**Détails du problème**. Dans l'extrait ci-dessous sur l'épidémie de choléra aux Comores, recopiez mot pour mot tout le passage qui va de « Mais comment faire, en » jusqu'à « urgences aux Comores. ».

**Extrait du texte**.
# # #
Mais comment faire, en pratique, pour endiguer une épidémie qui peut sembler hors de contrôle ?
En plus d’une prise en charge efficace des cas établis de choléra, un des piliers de la riposte a été la prévention. Ainsi, nos équipes ont lancé, en collaboration avec le ministère de la Santé, une campagne de vaccination de masse visant l’ensemble de la population comorienne avec pour objectif de développer l’immunité collective et prévenir la propagation du choléra.
Poches de résistances et méfiance communautaire
« Dans n’importe quel type d’épidémie, la communauté a une place prépondérante. Elle est la pièce angulaire de la lutte contre la propagation de la maladie. Il est donc important et incontournable de l’impliquer dans la campagne notamment dans la sensibilisation », explique Frédéric Lai Manantsoa, coordinateur des urgences aux Comores.
Nous avons dû faire face à un défi important : le déni de la population sur l’existence de la maladie.
En effet, une grande partie de la population comorienne ne croyait pas en l’existence même de la maladie et le vaccin oral Euvichol-plus étant peu connu, son acceptation n’a pas été évidente. Nos équipes ont fait face à de nombreuses rumeurs et résistances au sein des communautés. Certains redoutaient par exemple les effets secondaires, attestant que le vaccin favorisait la contraction de la maladie. L'engagement et la mobilisation communautaire ont donc joué un rôle majeur pour inciter la population à se faire vacciner.
# # #
**Données à examiner**.

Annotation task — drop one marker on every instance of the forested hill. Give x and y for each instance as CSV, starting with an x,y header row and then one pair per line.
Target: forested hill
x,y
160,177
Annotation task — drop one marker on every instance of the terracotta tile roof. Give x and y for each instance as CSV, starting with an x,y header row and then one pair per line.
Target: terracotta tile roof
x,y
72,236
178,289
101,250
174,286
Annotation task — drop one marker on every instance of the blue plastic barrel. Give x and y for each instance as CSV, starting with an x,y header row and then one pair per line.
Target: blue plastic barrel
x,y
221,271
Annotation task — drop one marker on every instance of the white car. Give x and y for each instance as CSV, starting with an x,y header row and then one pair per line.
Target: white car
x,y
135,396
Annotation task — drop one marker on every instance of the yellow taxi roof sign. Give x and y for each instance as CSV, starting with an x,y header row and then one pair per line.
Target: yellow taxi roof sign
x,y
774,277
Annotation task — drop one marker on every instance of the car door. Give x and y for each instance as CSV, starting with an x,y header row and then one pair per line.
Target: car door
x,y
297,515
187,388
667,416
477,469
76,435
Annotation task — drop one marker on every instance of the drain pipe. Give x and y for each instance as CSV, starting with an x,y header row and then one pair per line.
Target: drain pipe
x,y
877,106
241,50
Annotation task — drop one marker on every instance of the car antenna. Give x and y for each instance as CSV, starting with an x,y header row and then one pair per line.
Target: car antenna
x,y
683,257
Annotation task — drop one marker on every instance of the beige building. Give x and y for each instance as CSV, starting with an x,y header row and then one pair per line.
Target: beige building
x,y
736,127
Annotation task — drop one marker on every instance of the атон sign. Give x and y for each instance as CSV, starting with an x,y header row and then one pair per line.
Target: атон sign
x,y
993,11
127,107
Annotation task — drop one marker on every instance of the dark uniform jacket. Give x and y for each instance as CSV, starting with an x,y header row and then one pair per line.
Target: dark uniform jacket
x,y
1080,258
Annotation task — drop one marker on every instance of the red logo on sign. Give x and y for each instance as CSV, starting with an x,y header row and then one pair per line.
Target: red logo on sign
# # #
**Réponse attendue**.
Mais comment faire, en pratique, pour endiguer une épidémie qui peut sembler hors de contrôle ?
En plus d’une prise en charge efficace des cas établis de choléra, un des piliers de la riposte a été la prévention. Ainsi, nos équipes ont lancé, en collaboration avec le ministère de la Santé, une campagne de vaccination de masse visant l’ensemble de la population comorienne avec pour objectif de développer l’immunité collective et prévenir la propagation du choléra.
Poches de résistances et méfiance communautaire
« Dans n’importe quel type d’épidémie, la communauté a une place prépondérante. Elle est la pièce angulaire de la lutte contre la propagation de la maladie. Il est donc important et incontournable de l’impliquer dans la campagne notamment dans la sensibilisation », explique Frédéric Lai Manantsoa, coordinateur des urgences aux Comores.